→ **TASKS TO PERFORM**
A – Answer these questions using the Norway travel post:
(i) Whose images first made the writer want to visit the Lofoten Islands?
(ii) In which town did the trip start?
(iii) What did the pair find when they reached the historic church?
B – Reproduce the part of the Norway travel post that begins at the words "OH has been" and ends after the words "my hiking boots.".

→ **SUPPLIED PASSAGE**
A much over used phrase in my opinion.













































Monday, 2 March 2015

life choices in the Lofoten islands - food or photography?

snow in Harstad
Other half (OH) and I are in Norway.

OH has been persuaded to join me on a photographic adventure to the arctic circle.

He normally stays at home when I go to cold, wet and rainy places. He likes his destinations hot and sweaty. I am the reverse, relishing nothing more than packing a bag full of thermal underwear, waterproof trousers and my hiking boots.

I have wanted to visit the Lofoten Isalnds in Norway for some time; ever since I saw images by David Ward from one of his tours there a few years back.

I have been harping on about going there for a year or two……… and to my delight, OH has agreed to come too. I need him to help if I get stuck in a snowdrift. The weather can be very unpredictable up here.

I have learnt a few things since we arrived.


  1. I would rather be out making photos than eating.
  2. OH would rather be eating than out making photos.
  3. There is no shortage of spectacular scenery to make photos from.
  4. THERE IS A SIGNIFICANT LACK OF FOOD AND HOT DRINKS IN THIS PART OF THE WORLD AND RATIONS MUST NOT BE ALLOWED TO RUN LOW.

Oh dear.






We started in Harstad, where it became clear that snow is everywhere, even in the town centre. This is the arctic circle, after all. Where there is a plentiful supply of sheet ice. We trod carefully.



Harsted






We made it to Vinmonopolet, to acquire liquor. 

We made it to the supermarket to get sandwiches.

We made it to the historic church. It was closed.

I could happily have taken photos of the trees, church, graveyard etc. But OH wanted to see the museum, and having dragged him all this way it hardly seemed kind to deny him his bit of history. He loves history. The older the better.

But the museum was closed.

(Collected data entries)
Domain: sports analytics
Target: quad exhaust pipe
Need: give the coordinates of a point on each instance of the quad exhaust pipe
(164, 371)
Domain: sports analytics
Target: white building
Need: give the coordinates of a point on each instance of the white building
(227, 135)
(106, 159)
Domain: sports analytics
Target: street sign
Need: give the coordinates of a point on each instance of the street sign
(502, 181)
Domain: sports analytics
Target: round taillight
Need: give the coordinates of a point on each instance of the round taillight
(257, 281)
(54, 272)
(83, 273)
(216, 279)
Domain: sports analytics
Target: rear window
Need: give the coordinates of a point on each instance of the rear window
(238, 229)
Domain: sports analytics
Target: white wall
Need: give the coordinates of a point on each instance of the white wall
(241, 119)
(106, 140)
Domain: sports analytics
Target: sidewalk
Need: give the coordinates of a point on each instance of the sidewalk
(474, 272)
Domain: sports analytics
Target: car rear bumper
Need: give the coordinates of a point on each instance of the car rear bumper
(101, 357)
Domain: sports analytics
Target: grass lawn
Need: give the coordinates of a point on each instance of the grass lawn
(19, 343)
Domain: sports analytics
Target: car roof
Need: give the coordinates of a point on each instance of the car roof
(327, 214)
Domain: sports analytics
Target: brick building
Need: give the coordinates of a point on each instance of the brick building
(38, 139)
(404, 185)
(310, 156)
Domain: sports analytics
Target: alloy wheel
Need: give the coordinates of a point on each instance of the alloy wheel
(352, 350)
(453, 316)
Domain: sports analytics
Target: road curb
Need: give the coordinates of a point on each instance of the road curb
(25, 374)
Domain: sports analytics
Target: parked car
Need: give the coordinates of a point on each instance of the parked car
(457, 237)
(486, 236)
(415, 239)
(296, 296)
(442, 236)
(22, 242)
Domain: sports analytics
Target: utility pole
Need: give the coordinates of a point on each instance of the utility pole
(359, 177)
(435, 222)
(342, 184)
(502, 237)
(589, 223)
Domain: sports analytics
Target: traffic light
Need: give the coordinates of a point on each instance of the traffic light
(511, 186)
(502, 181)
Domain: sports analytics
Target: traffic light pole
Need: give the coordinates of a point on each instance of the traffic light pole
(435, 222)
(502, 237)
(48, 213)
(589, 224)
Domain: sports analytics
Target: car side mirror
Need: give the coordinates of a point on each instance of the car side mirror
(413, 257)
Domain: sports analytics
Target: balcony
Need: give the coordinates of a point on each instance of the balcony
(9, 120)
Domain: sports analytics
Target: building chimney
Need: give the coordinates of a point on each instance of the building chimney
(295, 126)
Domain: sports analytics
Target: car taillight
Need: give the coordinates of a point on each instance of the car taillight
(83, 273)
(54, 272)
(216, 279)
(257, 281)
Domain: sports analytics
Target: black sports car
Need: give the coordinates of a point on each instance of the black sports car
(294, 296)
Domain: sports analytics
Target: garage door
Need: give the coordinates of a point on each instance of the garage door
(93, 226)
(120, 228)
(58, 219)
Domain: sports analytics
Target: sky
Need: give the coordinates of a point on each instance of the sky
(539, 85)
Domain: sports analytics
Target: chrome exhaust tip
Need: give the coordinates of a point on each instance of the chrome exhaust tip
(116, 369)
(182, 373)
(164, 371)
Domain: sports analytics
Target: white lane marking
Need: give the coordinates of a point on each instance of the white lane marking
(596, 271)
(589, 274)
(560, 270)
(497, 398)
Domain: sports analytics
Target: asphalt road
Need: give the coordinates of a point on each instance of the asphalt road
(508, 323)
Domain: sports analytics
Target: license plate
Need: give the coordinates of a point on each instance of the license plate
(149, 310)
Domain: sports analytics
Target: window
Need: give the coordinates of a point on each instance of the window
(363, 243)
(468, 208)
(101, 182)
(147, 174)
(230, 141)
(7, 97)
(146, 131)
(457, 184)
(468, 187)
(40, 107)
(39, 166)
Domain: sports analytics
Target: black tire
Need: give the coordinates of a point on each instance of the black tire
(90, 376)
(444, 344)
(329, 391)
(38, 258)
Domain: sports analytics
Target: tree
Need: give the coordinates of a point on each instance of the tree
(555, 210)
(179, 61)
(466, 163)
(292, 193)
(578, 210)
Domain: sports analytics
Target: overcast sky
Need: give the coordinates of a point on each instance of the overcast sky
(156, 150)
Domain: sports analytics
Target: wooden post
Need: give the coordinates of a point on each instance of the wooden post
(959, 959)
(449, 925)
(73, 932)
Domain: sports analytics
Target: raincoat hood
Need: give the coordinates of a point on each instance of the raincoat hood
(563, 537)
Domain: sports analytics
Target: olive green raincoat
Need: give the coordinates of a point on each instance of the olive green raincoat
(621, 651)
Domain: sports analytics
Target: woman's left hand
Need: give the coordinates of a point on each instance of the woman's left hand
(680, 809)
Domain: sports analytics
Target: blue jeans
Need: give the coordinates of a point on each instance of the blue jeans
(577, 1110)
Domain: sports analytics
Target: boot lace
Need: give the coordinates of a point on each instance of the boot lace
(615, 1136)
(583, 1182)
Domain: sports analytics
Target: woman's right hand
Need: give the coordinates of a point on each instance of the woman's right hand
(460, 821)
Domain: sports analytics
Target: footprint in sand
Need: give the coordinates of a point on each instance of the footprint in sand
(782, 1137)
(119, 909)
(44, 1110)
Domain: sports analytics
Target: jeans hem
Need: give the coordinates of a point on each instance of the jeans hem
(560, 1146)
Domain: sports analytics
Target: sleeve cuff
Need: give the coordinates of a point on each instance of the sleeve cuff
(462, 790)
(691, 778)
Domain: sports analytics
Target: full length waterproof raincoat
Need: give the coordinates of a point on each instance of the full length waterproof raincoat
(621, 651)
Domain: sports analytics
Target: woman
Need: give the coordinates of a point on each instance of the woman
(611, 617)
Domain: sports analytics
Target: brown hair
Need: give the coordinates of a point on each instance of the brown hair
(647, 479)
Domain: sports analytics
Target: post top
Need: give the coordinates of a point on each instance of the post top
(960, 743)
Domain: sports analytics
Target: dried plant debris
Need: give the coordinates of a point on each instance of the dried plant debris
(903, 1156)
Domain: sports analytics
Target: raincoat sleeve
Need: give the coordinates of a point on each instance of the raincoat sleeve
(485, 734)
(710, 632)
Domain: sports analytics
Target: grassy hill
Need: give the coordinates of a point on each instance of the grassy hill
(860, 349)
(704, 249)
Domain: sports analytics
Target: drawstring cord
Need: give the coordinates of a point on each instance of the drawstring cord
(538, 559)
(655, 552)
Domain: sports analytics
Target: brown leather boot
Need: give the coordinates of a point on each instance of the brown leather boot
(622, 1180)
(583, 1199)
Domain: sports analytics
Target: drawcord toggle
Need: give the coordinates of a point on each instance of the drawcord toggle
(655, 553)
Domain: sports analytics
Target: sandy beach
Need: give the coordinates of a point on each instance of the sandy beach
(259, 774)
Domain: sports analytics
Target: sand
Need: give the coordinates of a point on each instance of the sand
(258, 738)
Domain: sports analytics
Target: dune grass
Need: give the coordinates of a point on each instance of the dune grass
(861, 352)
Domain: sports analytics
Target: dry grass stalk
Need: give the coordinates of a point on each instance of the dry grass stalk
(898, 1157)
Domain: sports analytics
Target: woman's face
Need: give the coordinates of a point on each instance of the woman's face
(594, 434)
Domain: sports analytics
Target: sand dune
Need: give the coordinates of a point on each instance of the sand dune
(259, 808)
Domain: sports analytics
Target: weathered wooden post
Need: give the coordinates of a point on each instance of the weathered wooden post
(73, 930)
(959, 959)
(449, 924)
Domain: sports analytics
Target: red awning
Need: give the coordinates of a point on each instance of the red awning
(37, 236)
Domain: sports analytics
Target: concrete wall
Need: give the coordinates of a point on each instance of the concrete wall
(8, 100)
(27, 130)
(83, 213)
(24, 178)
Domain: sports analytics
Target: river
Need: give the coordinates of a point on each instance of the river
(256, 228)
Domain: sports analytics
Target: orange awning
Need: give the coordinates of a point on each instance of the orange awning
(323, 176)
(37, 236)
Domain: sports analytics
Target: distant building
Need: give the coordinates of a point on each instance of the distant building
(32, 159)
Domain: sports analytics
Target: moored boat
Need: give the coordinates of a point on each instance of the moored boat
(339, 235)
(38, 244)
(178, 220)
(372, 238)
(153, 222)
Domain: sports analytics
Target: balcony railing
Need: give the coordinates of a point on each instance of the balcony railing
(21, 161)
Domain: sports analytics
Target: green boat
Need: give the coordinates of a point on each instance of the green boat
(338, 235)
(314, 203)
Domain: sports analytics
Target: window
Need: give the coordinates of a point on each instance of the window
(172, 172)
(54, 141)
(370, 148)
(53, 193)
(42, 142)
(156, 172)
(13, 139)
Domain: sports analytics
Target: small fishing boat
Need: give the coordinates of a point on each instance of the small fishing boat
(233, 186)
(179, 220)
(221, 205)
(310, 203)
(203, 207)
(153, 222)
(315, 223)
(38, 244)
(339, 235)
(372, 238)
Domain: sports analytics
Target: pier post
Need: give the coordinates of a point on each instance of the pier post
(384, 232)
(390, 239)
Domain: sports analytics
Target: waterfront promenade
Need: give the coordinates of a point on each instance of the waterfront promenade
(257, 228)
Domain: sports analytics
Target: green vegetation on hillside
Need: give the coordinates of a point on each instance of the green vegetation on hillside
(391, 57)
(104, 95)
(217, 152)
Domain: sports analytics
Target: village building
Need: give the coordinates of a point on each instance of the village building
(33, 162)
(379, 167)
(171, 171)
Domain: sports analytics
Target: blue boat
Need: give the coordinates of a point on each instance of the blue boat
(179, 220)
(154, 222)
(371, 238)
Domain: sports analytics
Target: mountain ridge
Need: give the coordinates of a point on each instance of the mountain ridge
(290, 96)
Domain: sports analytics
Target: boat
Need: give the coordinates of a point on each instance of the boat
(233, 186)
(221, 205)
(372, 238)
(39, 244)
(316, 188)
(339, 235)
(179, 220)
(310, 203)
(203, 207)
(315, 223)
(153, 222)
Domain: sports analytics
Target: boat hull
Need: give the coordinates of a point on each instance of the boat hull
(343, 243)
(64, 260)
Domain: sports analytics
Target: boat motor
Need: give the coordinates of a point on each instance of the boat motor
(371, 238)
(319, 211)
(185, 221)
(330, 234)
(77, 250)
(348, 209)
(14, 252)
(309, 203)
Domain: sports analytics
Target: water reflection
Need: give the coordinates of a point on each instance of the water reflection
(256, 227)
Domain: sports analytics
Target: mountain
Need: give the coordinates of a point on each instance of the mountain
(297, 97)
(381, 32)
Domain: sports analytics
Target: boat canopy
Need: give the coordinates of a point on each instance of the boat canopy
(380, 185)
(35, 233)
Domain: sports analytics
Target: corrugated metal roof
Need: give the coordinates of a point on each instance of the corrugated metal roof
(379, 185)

→ **WRITTEN RESPONSES**
A –
(i) David Ward's
(ii) Harstad
(iii) It was closed.

B –
OH has been persuaded to join me on a photographic adventure to the arctic circle.

He normally stays at home when I go to cold, wet and rainy places. He likes his destinations hot and sweaty. I am the reverse, relishing nothing more than packing a bag full of thermal underwear, waterproof trousers and my hiking boots.